(Exercise objective):
Continue the transcribed talk on giftedness and the gifted program, starting after its final sentence.

(Excerpted text):
━━━━━━━━━━━━━━━━━━━━
First of all, for you to know that I’m a real person. And second of all, because. Sometimes it makes other people feel seen and heard when they realize they’re not alone. And I think it was really important for me to realize that. And I think it’s just as important for me to share so that you can realize that about your own life.
So when we were newly married, One of my husband’s colleagues said to him on the bus when we were on a trip or something you’re a mediocre genius, you’re smart, smarter than everyone here, you know, more, you’re able to see farther and wider and You can explain things that are really complicated in very simple ways, but you’re not smart enough to be one of those like genius geniuses.
And that’s what makes you feel so stuck because you’re like right on the edge of genius and, you know, smarter than everyone else. So he called him a mediocre genius, which I thought was hysterical. My husband is definitely very smart. His strengths are that he’s able to see big picture and his view is very wide.
And he’s also able to really get into the details and know very, very detailed information. So, you know, in Hebrew, dik duk, what, how do you say that? Grammar, I guess, Hebrew grammar. He’s like. You know, an expert. So people send him questions by like, is it one dot or two dots? Is it here? Or is it there?
You know, is it, it’s like so crazy things that you and I are going to be like, why are they even caring?
And it’s because yes, some people do care and because it does matter. And there are people who know it. So it always makes me, you know. When I think of how different we are, that he’s so detail oriented, but also big picture and history viewer, right? Like, not just big picture in this way, but also he sees.
All of history in a different way than everyone else. And then the other thing that came up throughout our journey is that we had our, I won’t tell you which one, so not to call them out, but we have four girls first. And one of those girls was very early on, very smart. You know, they knew they were like, okay.
And. We didn’t really diagnose her. It was just like, whatever, you could tell. Eventually she got into the gifted program in school because she just and it was, you know, it was really, it was really excelling. So one of the teachers there was explaining, you know, and the orientation of the program for the gifted kids, what they did was they took them away from school for one full day and created a special program for them.
And during that day, they would miss school. So they’d still have to make it up, but they would also have all this enrichment and different. experiences that would build them to become the leaders and I guess the, you know, the people that they could be. And I loved how in the orientation, she said that from their experience, and you know, this has been studied, that gifted children are very much in their head.
And so there is a disconnect between head and heart, and that sometimes will become a problem, you know, especially in the younger ages, but also throughout your life, you’re going to be a lot more into knowledge and facts and things that you can judge with your head and with logic, and you’re going to have a little bit more of a difficult time With the emotions and the heart and the picking up on the different nuances and things like that.
Now, this is totally generalizing and I think that there’s very much a spectrum in this and it doesn’t necessarily, you know, all or nothing, a hundred percent not. But what she said next was really powerful. She said, what we want to do is bring them here. To first of all, meet each other and create connections.
━━━━━━━━━━━━━━━━━━━━
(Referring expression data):
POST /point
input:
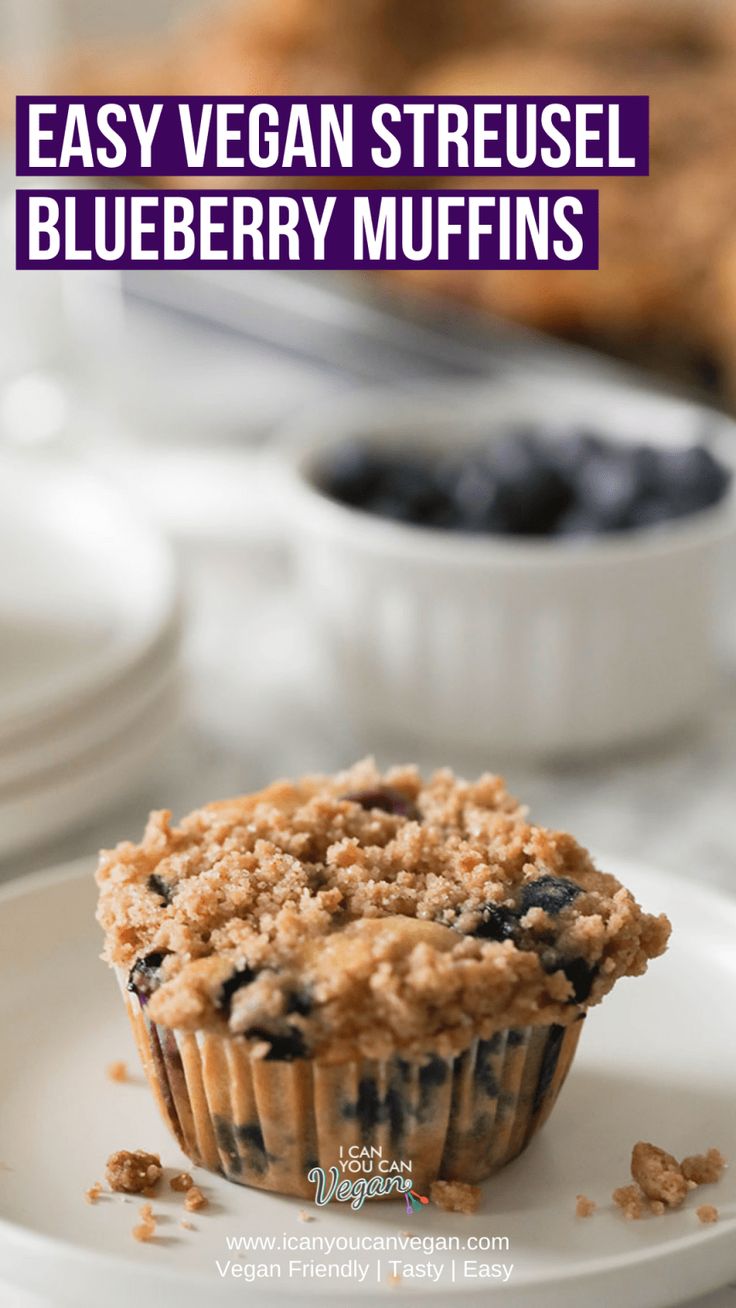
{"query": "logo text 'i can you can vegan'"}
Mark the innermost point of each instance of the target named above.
(361, 1173)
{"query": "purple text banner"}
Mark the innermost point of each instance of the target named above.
(362, 136)
(306, 229)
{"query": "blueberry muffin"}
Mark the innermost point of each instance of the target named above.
(362, 960)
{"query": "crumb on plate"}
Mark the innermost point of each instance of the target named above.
(706, 1214)
(145, 1230)
(658, 1173)
(195, 1200)
(132, 1171)
(703, 1168)
(181, 1183)
(455, 1196)
(632, 1202)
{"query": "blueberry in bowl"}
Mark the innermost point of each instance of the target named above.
(511, 565)
(530, 483)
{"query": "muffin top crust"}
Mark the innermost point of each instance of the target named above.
(366, 914)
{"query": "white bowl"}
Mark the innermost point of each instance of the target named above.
(524, 646)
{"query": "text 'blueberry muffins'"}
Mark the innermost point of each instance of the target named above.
(362, 960)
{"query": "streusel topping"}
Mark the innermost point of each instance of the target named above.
(366, 913)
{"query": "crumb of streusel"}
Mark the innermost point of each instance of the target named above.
(373, 894)
(706, 1214)
(632, 1201)
(195, 1200)
(132, 1171)
(703, 1168)
(145, 1230)
(455, 1196)
(658, 1173)
(181, 1183)
(662, 1183)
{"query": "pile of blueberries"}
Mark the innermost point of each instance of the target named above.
(530, 483)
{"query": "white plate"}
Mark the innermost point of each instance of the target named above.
(72, 740)
(85, 589)
(658, 1061)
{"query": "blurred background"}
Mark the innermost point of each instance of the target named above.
(182, 619)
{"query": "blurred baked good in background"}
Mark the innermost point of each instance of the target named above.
(666, 291)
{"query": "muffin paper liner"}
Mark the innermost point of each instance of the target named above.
(267, 1122)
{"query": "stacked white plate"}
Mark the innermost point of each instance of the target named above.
(89, 646)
━━━━━━━━━━━━━━━━━━━━
(Final answer):
And second of all, to give them skills for leadership, so if you’re the smartest in the class and for you, it’s easy instead of being like, nah, nah, I am smarter. And, you know, go jump in the lake. You are learning to lead and help and, sort of create. more assistance for the others. They want to empower these, growing Children to become adults that can think in a way that is actually going to be of service to the world and to themselves, right?
Because when you can give of yourself and you can become that person. that isn’t just in their own head all the time, then it will help you with the other skills. So I thought that was really interesting. Another thing that she said was that not only do they give them enrichment in learning cool things, like, you know, they learned medicine one time, one semester, and they learned like advanced math and all these different like build your own robotics or whatever, like they had some really cool classes that you wouldn’t have in school, but they also gave them theater.
And I think it was make a movie making and radio. And clowning, you know, like a medical clown, and they learned how to play around more with the emotional side and really express themselves differently, things like that. So that was really fun for me as a parent to watch how intentional the educational system is with these gifted children.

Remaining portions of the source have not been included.